Information provided:
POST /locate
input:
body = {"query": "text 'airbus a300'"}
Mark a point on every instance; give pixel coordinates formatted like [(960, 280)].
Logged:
==
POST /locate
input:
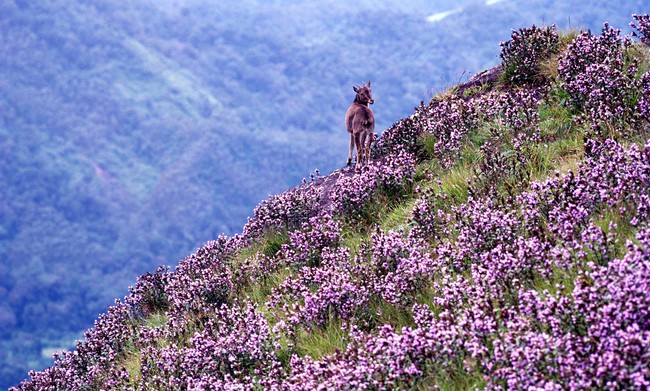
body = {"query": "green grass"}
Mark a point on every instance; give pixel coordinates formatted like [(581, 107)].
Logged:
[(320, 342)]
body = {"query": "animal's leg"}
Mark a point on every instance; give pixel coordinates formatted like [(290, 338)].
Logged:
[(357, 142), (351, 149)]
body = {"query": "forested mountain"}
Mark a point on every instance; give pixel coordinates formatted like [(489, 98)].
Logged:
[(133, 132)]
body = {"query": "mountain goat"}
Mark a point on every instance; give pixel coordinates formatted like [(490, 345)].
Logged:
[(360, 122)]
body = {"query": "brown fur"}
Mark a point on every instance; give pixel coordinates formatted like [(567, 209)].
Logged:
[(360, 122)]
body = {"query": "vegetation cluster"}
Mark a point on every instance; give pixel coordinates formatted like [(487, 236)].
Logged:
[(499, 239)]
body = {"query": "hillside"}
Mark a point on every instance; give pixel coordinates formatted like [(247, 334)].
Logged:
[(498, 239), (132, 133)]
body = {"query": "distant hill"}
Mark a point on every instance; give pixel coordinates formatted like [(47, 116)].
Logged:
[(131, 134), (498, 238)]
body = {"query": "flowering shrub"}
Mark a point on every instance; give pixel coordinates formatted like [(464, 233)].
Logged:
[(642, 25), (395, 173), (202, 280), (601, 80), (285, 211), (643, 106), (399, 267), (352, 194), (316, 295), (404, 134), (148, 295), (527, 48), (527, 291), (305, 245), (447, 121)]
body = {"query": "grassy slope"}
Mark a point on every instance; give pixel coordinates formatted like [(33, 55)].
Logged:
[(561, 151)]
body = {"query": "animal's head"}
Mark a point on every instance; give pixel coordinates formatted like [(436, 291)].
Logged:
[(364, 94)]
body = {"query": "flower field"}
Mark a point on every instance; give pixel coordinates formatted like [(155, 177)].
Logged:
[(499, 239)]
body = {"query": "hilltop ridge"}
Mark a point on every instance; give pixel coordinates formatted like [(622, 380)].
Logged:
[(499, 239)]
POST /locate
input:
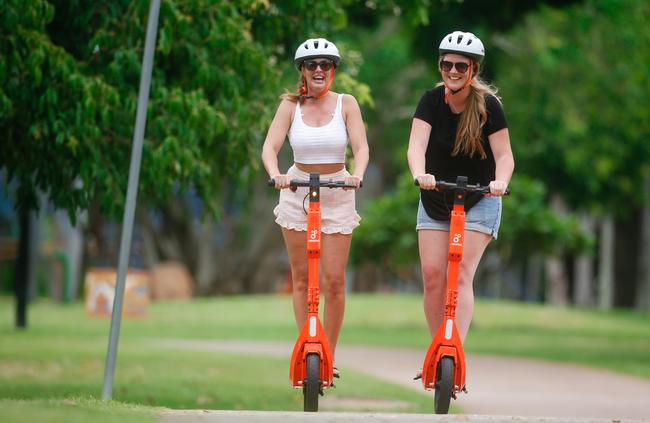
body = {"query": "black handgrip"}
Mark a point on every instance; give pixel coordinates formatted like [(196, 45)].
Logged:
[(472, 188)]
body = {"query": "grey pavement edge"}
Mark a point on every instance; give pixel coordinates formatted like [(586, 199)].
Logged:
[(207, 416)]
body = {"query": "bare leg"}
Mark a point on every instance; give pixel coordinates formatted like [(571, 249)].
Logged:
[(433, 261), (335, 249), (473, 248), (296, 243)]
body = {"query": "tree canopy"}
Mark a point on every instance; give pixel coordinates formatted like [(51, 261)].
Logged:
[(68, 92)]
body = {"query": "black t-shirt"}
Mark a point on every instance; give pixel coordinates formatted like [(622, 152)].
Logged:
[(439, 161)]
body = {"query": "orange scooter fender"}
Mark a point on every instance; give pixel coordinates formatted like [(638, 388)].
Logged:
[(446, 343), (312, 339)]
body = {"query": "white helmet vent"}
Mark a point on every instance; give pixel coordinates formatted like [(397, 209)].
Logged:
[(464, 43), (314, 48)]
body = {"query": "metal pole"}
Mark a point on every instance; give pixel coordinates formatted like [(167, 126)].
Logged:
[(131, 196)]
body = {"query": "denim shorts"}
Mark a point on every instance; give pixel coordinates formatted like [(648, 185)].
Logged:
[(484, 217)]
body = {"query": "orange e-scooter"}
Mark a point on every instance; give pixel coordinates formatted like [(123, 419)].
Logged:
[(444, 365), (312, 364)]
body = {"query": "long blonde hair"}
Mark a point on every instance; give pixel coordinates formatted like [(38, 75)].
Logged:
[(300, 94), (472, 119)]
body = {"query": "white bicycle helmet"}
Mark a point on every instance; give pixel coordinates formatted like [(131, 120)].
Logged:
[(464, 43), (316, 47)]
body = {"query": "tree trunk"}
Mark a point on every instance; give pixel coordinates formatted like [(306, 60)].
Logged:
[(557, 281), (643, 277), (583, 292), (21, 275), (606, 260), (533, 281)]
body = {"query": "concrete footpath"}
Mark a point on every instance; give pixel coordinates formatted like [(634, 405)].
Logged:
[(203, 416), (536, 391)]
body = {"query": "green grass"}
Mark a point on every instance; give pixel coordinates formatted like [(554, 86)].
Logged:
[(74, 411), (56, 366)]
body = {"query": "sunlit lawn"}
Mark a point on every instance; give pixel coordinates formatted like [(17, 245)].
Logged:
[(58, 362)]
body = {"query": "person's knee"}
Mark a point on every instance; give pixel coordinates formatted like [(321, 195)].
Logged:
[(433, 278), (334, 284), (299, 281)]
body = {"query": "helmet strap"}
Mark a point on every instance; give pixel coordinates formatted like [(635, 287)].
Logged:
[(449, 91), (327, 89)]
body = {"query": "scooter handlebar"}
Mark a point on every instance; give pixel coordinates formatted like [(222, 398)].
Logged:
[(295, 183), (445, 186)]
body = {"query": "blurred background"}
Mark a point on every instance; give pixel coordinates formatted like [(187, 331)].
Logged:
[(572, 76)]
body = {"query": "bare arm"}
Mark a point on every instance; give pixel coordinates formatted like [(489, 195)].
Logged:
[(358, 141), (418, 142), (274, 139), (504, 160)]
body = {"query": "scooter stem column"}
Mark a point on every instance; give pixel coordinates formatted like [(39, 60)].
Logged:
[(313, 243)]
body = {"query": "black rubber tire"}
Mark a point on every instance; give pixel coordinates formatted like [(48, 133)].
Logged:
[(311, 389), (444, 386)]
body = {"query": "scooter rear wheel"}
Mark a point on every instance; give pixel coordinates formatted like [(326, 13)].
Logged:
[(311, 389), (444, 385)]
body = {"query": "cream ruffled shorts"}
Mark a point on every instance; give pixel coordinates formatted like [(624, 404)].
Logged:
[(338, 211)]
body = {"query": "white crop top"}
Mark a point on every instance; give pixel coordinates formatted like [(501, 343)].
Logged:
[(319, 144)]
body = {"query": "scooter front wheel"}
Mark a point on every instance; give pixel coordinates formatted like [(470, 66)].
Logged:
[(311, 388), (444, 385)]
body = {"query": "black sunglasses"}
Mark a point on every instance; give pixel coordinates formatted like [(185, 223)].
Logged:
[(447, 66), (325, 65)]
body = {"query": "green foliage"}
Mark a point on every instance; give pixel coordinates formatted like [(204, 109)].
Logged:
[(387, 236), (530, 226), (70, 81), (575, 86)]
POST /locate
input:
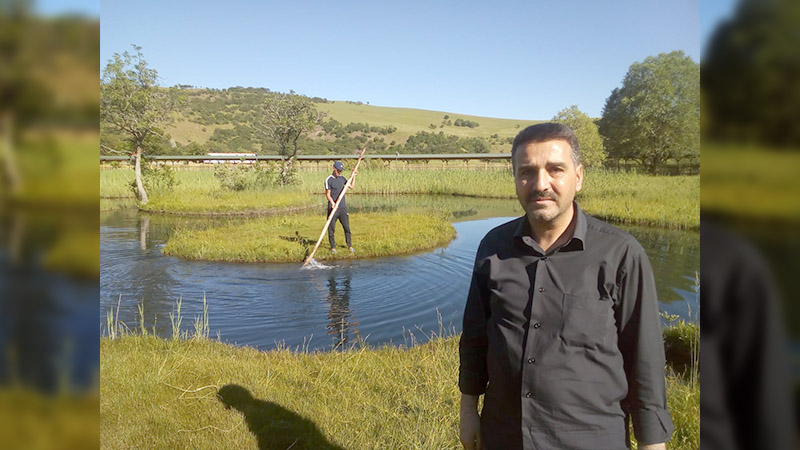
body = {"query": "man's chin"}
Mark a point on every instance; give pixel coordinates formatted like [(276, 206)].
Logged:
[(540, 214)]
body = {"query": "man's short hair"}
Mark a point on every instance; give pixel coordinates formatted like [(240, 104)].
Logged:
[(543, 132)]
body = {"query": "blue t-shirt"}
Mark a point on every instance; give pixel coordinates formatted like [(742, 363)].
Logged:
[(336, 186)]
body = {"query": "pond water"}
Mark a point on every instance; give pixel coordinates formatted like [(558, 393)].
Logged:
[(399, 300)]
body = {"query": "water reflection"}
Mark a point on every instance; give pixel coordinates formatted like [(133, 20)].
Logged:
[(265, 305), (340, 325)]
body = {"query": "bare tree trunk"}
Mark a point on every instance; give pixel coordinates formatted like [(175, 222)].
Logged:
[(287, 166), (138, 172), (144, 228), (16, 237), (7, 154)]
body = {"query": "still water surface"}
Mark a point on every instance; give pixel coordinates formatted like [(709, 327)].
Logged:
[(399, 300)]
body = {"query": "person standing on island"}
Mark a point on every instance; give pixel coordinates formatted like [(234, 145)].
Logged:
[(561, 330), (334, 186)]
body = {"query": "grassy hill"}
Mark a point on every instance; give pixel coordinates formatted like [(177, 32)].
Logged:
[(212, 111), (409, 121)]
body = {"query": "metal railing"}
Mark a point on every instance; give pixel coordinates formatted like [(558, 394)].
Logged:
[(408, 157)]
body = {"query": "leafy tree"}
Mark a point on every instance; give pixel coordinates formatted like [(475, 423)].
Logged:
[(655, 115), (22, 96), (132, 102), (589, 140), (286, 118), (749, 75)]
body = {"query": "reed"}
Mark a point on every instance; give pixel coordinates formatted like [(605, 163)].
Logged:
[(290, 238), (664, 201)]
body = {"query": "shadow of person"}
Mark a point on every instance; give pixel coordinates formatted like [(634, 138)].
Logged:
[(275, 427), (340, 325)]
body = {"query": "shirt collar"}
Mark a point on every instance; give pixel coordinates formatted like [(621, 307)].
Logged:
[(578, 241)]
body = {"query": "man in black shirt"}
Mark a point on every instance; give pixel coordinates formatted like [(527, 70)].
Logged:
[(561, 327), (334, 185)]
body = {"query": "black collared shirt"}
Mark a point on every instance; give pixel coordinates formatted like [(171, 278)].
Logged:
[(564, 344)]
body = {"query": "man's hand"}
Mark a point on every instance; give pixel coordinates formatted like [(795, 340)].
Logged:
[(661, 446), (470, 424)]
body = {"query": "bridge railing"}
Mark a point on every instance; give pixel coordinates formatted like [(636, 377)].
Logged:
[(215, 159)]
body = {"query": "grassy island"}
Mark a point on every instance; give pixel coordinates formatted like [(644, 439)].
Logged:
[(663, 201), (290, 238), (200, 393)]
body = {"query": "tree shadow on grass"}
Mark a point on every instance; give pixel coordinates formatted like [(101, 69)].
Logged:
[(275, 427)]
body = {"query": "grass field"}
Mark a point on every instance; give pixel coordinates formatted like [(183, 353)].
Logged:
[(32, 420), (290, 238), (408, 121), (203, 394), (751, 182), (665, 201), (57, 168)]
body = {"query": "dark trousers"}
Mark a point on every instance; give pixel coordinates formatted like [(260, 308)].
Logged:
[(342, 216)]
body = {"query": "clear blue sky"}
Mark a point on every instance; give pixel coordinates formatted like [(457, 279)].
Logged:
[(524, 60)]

What to produce:
Pull out each line from the lines above that contains the word "shadow", treating uppercase and lowercase as different.

Written response:
body = {"query": "shadow of person"}
body = {"query": "tree shadow on grass"}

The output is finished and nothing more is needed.